▶ Task to carry out: List every line of the records below that contains the word "rear".

▶ Dataset extract:
═══
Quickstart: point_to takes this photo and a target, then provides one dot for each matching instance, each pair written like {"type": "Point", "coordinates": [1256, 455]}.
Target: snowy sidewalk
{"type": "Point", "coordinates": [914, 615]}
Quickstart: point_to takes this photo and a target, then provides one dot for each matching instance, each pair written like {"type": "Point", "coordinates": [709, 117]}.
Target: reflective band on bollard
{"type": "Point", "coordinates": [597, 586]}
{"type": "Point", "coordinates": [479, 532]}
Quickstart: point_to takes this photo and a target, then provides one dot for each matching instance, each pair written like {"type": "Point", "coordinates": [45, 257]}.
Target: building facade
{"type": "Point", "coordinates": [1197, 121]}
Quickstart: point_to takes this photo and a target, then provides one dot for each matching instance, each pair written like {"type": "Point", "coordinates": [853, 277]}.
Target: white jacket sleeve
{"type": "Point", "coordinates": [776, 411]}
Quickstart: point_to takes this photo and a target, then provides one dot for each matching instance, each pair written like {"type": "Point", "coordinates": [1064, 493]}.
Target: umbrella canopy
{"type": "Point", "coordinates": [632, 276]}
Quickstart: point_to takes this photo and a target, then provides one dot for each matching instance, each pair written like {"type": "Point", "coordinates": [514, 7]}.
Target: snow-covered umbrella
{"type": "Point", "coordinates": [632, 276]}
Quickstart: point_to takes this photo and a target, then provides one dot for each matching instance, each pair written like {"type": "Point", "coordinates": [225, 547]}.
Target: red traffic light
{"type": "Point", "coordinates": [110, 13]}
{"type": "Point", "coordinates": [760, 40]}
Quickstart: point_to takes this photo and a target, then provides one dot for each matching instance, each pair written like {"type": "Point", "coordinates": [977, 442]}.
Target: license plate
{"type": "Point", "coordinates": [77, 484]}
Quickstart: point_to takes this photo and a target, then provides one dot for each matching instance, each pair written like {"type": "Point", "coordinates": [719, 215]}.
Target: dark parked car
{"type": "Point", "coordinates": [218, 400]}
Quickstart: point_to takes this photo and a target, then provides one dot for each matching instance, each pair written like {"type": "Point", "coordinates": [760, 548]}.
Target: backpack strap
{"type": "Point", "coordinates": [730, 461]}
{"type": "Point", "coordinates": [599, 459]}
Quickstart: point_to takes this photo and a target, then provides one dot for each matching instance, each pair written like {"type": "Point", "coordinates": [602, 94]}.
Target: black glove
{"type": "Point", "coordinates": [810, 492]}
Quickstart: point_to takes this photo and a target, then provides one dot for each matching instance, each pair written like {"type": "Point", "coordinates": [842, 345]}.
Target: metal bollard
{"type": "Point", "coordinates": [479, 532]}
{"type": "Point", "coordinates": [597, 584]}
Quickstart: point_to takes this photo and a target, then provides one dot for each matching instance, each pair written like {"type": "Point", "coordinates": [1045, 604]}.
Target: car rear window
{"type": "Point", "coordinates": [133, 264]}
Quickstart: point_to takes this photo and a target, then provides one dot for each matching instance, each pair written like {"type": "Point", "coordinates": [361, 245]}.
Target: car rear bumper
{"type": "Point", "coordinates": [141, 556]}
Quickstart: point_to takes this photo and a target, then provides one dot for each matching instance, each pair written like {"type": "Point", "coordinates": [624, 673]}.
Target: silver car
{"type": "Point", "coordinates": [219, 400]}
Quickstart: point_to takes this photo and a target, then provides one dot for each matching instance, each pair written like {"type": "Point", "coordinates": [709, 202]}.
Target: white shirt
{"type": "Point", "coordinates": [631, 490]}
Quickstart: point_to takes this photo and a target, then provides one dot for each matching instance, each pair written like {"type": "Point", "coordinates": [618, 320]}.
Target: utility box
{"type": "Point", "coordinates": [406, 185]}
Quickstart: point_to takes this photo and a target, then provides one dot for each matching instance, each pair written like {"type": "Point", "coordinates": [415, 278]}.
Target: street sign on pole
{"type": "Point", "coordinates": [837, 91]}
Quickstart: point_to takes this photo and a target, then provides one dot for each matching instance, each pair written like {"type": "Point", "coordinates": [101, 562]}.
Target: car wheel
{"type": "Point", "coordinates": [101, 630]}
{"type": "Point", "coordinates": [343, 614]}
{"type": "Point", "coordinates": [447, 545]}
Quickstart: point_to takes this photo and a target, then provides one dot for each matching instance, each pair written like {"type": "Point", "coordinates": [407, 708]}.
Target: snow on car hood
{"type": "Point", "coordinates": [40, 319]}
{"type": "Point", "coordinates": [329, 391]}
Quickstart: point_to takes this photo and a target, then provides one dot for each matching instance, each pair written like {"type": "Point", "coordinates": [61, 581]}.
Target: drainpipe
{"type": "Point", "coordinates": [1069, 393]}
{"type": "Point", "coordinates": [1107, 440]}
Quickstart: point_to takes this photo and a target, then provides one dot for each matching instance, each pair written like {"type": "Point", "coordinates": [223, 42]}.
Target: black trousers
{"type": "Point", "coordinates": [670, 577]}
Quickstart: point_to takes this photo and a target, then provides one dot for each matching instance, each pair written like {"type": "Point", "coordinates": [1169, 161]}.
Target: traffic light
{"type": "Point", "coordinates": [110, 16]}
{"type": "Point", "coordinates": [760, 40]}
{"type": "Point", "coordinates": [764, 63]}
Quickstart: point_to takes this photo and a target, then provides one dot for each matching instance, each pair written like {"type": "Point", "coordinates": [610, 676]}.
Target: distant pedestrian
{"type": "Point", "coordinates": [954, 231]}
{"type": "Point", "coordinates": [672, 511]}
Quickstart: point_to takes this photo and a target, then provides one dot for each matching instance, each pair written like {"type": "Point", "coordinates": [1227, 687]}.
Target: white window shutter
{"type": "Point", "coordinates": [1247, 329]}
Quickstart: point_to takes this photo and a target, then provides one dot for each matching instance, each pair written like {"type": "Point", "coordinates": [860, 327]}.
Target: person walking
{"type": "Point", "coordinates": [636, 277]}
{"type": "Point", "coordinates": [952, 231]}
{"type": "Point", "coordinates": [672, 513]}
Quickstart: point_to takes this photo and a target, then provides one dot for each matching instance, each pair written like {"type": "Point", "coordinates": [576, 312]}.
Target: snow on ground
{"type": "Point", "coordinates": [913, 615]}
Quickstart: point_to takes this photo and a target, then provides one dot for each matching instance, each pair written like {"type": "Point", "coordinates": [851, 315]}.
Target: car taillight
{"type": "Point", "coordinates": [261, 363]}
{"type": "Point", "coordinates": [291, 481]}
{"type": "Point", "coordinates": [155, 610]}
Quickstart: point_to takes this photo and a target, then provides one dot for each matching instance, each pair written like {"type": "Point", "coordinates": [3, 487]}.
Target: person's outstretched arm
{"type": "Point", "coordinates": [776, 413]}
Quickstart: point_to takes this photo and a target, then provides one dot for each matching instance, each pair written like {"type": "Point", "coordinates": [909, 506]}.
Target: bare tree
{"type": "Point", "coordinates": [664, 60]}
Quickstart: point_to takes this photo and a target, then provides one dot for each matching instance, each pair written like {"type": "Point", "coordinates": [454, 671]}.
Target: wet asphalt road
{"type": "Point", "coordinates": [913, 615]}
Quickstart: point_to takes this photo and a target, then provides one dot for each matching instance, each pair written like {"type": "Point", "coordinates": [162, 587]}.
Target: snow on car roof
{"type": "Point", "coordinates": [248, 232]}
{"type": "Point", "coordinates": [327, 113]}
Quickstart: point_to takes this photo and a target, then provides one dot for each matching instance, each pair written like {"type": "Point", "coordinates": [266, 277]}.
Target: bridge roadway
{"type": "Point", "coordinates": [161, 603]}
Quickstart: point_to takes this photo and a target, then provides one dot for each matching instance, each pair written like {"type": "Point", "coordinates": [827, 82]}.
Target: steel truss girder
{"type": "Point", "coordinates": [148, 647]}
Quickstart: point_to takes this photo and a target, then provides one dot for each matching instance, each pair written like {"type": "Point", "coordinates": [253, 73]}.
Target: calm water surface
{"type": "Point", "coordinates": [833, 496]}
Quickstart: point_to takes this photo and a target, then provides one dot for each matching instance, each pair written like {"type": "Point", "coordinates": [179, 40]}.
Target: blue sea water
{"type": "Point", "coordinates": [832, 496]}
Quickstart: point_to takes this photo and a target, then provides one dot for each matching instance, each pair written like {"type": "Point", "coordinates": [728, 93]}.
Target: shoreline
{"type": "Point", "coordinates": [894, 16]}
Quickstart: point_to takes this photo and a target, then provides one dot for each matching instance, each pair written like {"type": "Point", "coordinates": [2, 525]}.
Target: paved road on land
═══
▶ Correct result:
Target: car rear window
Target: car rear bumper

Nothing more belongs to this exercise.